EXERCISE OBJECTIVE.
Exactly as written, transcribe the lines that run from the one containing "Where can the evergreen" to the end of the records below.

==== SUPPLIED RECORDS ====

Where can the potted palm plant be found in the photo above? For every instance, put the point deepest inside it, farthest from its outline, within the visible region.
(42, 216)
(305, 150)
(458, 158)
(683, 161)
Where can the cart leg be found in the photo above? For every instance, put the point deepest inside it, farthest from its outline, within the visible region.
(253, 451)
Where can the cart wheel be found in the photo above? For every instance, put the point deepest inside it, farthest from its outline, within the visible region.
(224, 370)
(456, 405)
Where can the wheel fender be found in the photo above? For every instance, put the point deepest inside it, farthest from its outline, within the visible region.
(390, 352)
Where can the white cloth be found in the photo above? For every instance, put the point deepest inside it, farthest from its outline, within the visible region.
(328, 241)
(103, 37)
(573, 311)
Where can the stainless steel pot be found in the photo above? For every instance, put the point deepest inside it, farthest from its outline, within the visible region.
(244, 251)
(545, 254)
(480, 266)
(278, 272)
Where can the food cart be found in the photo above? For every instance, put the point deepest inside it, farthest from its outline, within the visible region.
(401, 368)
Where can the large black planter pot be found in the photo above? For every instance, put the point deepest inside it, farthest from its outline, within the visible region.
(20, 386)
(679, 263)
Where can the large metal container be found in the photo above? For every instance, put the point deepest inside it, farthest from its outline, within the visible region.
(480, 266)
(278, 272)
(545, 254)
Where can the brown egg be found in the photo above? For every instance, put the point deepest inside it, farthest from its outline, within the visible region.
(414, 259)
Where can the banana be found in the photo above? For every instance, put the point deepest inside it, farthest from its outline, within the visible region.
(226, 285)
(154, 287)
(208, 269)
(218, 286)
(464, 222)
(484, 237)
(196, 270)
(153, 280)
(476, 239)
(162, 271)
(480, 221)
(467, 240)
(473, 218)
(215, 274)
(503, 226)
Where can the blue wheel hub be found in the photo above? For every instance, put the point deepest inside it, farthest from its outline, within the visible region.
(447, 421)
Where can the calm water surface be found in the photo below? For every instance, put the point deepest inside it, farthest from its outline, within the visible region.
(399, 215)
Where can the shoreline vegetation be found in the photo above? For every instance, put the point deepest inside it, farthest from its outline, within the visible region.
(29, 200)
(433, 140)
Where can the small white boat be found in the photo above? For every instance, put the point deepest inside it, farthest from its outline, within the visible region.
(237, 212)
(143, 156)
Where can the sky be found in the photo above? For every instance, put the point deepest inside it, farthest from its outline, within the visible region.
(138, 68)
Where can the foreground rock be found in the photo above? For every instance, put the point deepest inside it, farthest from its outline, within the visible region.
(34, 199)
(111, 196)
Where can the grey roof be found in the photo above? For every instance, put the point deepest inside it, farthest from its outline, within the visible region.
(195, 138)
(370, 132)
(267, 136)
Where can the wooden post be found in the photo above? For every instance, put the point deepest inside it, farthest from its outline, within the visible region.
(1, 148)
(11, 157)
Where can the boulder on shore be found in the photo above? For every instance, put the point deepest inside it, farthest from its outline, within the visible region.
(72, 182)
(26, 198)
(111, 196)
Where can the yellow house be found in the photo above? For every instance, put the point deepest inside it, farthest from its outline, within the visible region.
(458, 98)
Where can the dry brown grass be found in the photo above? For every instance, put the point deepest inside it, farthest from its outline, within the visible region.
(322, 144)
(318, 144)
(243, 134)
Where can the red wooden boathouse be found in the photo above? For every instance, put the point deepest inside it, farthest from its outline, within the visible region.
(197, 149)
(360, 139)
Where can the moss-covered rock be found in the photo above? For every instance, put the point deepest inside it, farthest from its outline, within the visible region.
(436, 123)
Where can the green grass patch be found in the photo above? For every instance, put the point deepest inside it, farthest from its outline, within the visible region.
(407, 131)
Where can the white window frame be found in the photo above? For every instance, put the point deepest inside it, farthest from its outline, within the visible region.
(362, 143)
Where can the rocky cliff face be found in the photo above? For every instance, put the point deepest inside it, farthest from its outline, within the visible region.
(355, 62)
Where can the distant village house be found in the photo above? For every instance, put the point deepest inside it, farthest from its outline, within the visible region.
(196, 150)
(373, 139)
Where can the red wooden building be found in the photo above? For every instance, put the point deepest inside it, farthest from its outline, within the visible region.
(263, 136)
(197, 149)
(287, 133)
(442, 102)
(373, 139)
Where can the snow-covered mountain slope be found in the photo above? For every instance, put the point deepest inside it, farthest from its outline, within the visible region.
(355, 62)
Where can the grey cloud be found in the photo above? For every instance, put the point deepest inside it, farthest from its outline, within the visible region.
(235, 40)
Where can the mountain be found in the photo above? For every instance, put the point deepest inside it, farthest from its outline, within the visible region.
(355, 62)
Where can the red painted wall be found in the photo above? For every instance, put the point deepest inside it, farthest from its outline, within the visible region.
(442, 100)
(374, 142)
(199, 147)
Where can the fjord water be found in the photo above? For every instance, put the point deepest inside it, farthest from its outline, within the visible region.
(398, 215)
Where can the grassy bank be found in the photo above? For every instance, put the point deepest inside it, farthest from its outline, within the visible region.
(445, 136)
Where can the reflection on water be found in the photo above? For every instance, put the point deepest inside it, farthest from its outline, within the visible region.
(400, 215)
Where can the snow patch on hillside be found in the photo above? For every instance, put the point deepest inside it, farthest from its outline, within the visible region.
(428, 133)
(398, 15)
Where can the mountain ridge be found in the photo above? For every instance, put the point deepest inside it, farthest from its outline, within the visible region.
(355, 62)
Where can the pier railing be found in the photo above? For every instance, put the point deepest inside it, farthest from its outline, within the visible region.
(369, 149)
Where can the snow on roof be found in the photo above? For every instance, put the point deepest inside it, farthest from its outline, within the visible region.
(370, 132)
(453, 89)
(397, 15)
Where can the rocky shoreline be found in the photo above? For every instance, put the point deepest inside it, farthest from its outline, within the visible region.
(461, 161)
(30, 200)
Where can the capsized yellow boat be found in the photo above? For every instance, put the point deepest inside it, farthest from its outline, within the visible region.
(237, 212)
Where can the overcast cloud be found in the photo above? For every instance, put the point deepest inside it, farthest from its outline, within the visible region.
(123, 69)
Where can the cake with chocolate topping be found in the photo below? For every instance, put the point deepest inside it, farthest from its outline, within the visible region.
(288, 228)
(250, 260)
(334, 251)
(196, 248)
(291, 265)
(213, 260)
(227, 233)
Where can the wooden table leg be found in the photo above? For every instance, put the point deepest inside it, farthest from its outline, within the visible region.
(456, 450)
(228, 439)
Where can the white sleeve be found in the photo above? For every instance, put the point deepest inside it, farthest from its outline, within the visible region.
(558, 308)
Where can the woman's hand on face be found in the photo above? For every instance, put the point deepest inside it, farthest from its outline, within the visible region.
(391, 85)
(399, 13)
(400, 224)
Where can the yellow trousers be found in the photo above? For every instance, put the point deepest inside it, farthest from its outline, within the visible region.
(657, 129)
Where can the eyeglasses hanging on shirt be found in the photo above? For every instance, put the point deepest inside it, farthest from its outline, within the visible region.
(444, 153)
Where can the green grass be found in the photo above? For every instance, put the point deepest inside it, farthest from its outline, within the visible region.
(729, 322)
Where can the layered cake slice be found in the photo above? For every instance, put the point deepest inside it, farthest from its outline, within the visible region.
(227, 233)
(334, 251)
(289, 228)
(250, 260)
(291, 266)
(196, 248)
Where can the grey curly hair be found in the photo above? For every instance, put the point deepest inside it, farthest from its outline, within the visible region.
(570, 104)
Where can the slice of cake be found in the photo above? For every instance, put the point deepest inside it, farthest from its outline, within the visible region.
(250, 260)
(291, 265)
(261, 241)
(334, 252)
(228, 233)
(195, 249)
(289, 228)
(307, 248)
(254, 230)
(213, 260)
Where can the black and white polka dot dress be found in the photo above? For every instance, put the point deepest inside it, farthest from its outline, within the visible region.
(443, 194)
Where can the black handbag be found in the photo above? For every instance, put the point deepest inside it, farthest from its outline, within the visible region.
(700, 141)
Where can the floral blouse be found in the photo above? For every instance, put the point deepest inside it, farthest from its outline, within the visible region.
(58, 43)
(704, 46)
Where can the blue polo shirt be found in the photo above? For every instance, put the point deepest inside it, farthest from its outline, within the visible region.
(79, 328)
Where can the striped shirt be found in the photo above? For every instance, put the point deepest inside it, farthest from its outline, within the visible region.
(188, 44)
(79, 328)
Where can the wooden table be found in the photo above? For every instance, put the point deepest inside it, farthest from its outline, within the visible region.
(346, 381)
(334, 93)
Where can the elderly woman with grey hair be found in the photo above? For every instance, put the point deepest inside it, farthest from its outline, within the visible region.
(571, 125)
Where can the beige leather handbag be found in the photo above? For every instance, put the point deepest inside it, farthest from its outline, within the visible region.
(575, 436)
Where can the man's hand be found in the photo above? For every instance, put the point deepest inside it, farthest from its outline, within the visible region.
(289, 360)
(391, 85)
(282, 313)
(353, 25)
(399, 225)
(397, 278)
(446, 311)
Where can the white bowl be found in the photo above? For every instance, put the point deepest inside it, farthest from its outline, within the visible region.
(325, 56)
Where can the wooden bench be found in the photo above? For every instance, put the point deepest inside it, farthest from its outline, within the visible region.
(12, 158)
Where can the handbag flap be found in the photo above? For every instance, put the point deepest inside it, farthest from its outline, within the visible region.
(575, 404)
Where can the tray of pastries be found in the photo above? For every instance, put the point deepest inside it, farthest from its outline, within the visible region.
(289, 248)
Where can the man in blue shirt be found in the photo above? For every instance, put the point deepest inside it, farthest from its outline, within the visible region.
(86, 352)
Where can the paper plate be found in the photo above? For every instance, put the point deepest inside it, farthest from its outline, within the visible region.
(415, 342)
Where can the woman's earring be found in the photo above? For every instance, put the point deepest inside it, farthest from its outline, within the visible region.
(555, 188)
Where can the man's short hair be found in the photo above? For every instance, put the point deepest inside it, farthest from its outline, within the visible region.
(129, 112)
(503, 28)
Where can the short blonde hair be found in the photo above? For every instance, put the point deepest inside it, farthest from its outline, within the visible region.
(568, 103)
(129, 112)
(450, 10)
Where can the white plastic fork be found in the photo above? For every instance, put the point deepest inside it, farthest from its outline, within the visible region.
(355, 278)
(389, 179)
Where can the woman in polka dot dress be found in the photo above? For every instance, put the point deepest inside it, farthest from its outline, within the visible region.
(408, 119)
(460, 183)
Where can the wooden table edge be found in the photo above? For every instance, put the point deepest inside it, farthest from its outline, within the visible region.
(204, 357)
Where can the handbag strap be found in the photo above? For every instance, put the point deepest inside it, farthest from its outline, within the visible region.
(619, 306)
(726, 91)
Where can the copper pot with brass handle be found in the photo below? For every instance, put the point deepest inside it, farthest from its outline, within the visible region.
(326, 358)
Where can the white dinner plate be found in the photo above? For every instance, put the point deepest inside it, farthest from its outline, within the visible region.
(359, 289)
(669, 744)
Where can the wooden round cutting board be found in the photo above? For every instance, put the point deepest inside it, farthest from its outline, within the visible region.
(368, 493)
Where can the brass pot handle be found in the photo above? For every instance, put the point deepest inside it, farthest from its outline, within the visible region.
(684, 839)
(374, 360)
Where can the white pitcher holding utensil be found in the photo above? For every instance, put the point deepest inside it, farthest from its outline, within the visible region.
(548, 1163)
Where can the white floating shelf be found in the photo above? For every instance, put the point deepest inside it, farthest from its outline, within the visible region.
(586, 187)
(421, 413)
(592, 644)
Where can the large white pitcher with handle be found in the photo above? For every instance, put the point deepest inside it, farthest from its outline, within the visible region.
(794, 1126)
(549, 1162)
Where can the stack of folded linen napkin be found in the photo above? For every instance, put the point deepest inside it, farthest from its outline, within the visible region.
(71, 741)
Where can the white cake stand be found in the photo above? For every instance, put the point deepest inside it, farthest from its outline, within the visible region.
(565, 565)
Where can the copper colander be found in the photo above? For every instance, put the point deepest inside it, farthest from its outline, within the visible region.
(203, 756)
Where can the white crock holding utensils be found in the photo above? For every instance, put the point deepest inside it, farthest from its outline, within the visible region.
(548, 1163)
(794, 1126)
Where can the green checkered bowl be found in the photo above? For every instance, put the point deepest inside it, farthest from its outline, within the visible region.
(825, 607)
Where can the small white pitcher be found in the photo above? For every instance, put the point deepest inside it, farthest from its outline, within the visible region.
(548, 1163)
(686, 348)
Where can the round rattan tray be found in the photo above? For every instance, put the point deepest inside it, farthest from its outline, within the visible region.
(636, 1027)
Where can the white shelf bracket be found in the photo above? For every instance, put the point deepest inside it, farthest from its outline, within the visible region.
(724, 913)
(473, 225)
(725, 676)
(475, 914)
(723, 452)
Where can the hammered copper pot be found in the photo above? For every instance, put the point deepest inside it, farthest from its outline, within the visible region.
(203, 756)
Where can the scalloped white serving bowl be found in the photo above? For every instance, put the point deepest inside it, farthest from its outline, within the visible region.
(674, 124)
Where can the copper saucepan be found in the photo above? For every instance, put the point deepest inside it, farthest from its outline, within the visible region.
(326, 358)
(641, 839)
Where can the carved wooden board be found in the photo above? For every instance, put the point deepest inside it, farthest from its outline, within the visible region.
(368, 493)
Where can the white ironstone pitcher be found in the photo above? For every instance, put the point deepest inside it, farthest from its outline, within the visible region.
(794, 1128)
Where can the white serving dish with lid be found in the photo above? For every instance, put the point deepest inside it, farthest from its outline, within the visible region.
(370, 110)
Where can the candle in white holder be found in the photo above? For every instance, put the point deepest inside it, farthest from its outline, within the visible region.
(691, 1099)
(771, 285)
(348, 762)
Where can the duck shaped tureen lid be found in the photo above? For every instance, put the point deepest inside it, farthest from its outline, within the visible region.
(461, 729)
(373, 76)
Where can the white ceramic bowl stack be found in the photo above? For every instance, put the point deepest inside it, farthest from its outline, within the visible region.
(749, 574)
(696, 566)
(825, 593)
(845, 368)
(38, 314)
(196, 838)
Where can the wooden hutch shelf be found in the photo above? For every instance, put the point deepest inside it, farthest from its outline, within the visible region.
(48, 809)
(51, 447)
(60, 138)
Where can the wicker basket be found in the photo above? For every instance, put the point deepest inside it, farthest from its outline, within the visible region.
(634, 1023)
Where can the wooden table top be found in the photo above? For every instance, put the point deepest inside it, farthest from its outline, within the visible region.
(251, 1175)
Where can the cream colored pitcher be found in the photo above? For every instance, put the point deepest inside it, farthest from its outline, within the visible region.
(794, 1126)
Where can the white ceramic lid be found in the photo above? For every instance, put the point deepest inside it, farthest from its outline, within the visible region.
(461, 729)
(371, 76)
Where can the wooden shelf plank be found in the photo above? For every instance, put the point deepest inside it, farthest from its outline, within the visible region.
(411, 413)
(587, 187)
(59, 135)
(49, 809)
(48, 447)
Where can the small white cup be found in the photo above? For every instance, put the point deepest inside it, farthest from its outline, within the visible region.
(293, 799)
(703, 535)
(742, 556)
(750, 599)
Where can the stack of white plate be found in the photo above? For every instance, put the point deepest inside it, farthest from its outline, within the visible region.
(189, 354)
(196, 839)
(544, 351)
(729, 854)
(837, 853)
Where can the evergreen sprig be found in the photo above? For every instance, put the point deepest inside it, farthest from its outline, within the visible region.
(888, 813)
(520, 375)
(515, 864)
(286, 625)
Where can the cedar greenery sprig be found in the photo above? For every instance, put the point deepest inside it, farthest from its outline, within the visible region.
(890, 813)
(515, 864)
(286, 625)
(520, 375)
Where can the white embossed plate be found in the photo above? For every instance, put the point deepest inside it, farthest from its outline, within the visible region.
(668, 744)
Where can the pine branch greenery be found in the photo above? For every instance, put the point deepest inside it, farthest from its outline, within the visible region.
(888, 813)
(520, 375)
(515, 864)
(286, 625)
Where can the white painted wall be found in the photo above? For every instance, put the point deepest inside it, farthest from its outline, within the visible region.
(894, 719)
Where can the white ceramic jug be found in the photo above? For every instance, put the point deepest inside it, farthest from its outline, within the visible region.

====

THE ANSWER.
Where can the evergreen sprig be found in the photo above? For every instance, put the point deepest inside it, farthest from its outline, within the visible region.
(888, 813)
(520, 375)
(515, 864)
(286, 625)
Where can the cedar greenery sprig be found in the photo above? For every instance, put the point deepest inside it, farthest from its outline, within the visible region.
(890, 813)
(515, 864)
(286, 625)
(520, 375)
Where can the white embossed plate be found in the photo above? For every instance, put the point deepest inside it, farthest from its outline, within the visible region.
(668, 744)
Where can the pine branch greenery be found in the photo above? For every instance, put the point deepest inside it, farthest from its outline, within the visible region.
(888, 813)
(520, 375)
(515, 864)
(286, 625)
Where can the white painted wall be found in the photo above? For every instance, put the point deepest inside it, farthest from its outline, within the visible region.
(894, 719)
Where can the white ceramic jug be found in the photo above? For every instance, put the point deepest inside it, farthest from its outline, within the visible region.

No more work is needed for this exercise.